**Records provided:**
----
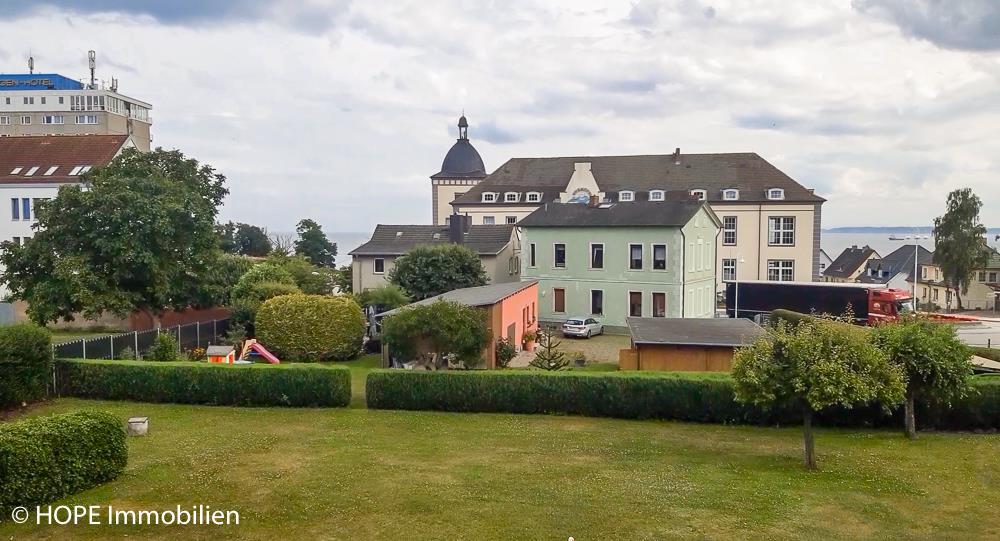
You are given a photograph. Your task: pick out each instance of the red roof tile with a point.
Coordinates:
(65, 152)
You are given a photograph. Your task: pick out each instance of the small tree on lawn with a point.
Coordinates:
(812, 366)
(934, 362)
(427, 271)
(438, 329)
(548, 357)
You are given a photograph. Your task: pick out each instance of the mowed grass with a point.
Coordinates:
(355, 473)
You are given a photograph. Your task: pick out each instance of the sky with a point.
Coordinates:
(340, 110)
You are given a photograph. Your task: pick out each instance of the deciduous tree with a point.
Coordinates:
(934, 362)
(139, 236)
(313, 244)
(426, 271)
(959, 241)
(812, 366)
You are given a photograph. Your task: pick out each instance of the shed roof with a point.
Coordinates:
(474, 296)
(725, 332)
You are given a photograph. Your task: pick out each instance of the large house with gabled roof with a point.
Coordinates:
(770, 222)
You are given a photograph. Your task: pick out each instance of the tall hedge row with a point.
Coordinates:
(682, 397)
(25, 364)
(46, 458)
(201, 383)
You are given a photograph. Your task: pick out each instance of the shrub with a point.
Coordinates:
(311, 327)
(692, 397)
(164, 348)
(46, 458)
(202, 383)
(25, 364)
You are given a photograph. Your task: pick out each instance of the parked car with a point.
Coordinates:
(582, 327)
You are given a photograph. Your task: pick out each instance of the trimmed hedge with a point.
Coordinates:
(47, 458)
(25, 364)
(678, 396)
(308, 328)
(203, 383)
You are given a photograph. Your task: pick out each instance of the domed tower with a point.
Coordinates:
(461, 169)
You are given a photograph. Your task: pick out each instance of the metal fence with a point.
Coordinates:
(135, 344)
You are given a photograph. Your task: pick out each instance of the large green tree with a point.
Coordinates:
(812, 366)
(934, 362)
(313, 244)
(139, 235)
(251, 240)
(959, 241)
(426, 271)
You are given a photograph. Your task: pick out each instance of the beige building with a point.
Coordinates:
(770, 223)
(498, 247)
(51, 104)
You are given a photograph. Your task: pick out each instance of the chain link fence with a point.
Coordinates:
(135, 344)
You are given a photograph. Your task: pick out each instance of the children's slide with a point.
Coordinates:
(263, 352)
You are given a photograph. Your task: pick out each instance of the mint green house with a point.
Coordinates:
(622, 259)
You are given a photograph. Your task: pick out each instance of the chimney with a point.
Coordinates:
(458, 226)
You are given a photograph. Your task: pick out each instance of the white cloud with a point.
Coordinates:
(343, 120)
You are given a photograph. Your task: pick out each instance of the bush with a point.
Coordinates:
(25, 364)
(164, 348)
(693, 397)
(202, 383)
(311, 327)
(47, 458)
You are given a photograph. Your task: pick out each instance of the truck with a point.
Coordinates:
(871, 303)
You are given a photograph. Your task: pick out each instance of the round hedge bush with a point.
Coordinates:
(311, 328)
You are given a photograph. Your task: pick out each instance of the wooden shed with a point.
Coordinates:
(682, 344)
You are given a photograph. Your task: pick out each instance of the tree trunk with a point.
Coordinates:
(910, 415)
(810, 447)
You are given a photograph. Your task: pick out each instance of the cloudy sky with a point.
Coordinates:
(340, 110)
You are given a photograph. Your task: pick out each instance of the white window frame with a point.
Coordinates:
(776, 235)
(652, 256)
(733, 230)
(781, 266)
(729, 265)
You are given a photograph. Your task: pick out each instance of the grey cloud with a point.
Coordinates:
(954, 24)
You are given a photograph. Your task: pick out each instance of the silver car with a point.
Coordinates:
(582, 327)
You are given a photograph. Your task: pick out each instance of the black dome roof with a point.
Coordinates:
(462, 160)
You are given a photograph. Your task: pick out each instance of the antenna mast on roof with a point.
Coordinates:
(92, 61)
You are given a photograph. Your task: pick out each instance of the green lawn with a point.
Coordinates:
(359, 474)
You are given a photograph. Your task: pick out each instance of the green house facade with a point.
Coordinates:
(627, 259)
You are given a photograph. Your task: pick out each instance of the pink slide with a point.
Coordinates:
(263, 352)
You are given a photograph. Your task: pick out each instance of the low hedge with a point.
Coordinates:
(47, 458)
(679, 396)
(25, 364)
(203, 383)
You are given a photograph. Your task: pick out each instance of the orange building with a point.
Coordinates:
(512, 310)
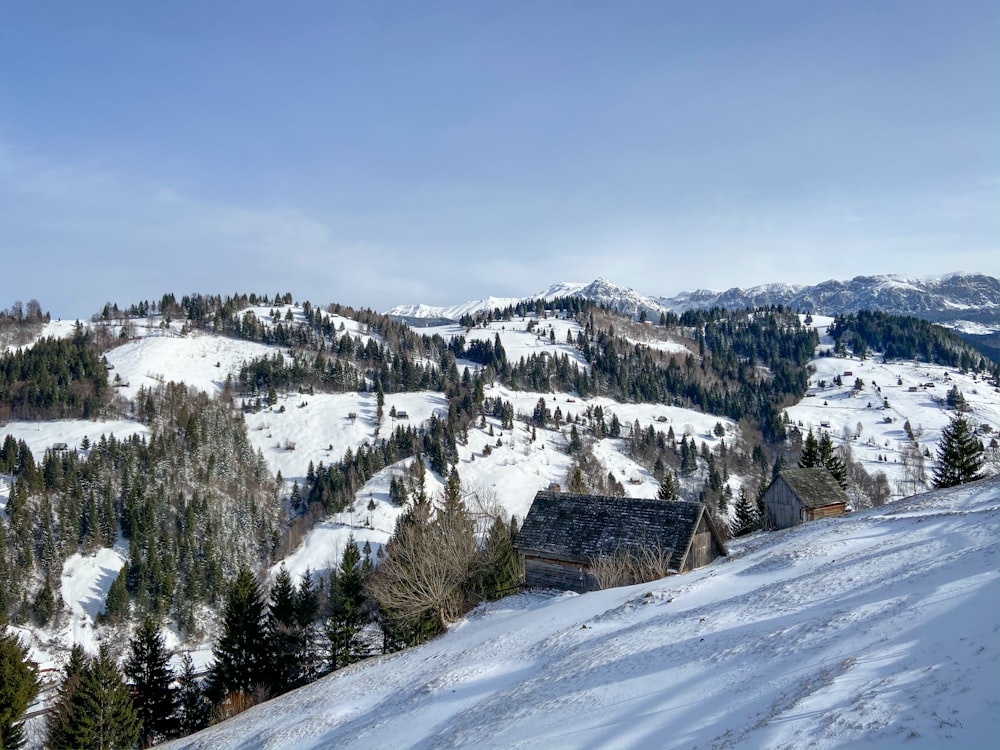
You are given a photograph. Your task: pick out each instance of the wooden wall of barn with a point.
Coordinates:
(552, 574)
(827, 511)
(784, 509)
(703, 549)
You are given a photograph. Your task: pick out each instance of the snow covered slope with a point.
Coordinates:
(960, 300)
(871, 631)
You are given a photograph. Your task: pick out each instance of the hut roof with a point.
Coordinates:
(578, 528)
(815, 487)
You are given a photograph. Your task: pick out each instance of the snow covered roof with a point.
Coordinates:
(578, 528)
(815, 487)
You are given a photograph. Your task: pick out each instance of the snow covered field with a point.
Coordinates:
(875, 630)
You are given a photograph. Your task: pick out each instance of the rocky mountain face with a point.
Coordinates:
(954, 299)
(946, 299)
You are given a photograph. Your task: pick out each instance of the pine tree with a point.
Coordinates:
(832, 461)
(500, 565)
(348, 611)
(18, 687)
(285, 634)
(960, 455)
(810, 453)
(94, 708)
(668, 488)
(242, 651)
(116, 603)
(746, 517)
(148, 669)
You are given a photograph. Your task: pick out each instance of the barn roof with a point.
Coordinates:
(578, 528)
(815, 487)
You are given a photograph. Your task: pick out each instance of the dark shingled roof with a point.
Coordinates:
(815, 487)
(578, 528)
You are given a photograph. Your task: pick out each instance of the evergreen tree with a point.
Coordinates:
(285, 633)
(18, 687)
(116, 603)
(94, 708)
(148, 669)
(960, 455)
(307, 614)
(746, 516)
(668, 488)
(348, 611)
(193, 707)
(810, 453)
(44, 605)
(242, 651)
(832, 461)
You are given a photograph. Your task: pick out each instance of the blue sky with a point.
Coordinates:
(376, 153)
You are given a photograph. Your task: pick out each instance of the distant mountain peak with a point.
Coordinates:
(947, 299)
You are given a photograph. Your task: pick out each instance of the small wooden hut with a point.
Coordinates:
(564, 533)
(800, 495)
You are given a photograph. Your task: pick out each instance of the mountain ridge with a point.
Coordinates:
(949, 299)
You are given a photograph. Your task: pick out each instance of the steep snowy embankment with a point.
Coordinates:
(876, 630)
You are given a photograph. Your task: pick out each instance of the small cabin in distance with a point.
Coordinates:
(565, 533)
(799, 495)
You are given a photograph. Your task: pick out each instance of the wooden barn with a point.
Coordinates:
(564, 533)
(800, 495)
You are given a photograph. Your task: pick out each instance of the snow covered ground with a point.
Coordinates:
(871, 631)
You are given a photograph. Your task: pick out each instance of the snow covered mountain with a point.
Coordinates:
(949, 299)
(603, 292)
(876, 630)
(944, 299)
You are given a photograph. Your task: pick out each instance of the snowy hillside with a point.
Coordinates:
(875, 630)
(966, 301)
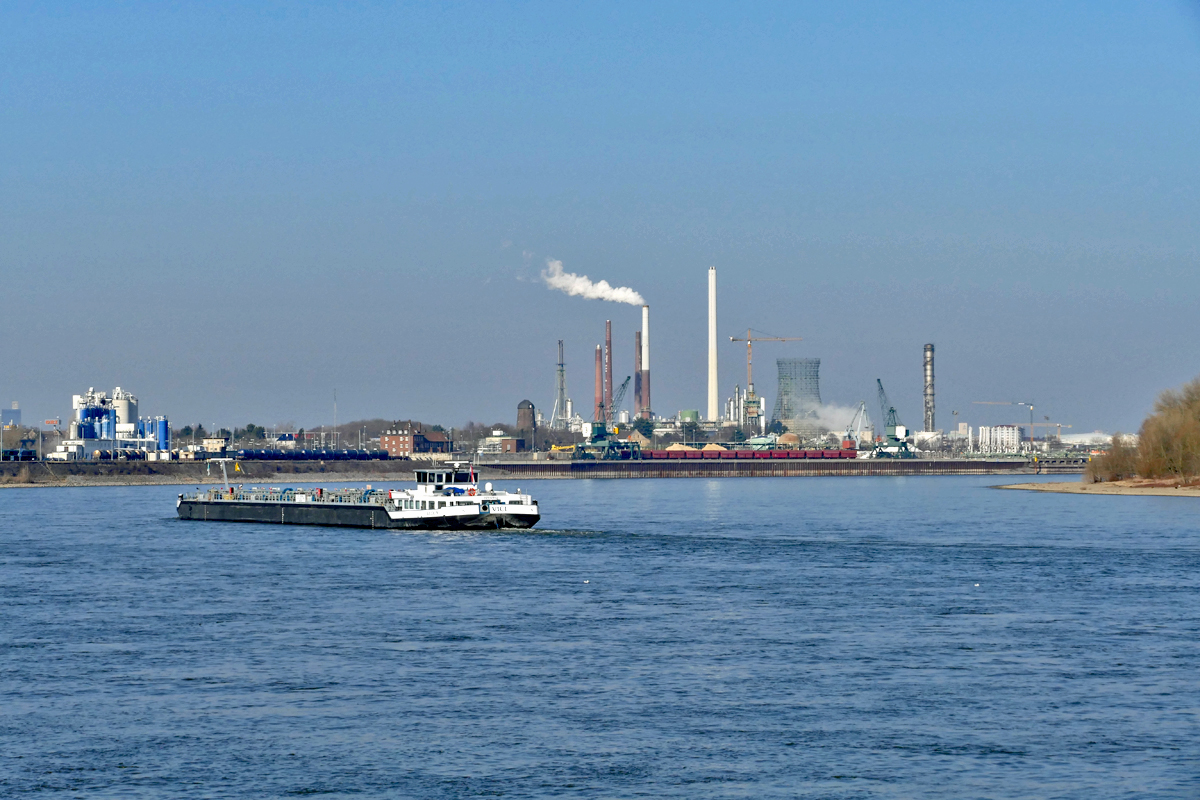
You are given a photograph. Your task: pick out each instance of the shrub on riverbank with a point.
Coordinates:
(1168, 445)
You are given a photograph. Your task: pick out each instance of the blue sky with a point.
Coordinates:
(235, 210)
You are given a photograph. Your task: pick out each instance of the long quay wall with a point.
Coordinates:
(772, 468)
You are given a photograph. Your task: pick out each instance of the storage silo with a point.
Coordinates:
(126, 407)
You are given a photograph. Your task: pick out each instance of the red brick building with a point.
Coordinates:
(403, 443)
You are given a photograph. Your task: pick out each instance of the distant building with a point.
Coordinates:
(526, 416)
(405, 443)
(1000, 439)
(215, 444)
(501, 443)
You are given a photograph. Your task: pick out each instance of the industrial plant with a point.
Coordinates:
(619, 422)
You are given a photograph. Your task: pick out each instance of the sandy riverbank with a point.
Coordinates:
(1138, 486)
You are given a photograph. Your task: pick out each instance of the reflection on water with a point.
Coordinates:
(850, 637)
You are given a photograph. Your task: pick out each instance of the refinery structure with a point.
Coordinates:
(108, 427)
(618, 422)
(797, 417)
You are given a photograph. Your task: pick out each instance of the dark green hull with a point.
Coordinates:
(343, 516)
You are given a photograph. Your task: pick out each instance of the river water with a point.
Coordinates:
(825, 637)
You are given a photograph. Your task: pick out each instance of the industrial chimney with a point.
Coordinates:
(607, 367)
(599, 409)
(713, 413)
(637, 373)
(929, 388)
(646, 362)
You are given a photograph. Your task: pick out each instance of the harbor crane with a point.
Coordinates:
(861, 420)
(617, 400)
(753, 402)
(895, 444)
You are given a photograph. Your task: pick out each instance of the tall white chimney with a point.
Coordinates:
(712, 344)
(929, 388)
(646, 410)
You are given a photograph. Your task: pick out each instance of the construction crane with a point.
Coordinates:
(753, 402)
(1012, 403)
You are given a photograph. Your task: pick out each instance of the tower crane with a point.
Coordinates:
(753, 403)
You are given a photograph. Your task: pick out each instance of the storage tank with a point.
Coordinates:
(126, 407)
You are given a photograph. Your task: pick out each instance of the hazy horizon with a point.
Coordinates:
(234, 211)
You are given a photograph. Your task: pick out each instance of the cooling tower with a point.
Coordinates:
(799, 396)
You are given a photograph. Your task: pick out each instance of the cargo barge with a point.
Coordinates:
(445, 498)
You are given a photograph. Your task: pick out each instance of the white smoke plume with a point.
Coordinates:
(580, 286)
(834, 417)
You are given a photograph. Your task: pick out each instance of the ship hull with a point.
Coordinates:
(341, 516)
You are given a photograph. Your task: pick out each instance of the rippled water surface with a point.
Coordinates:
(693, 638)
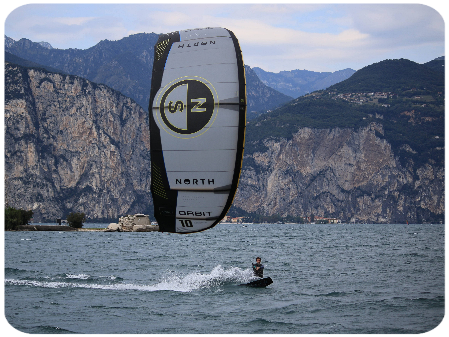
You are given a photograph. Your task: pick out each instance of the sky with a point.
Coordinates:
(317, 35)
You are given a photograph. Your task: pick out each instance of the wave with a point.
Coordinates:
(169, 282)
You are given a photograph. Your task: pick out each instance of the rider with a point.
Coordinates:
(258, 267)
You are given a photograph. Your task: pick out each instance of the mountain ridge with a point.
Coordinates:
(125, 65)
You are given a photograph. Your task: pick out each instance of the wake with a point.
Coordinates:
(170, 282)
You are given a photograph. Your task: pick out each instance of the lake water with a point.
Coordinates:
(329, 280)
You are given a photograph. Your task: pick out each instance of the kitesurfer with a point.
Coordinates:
----
**Activity:** The answer must be every line from the entries above that holds the string "slide".

**Reply to the exercise:**
You are given a photograph. Your task: pick out each instance of the children's slide with a point.
You are given a photograph. Your task: pick out each instance of the pink slide with a point.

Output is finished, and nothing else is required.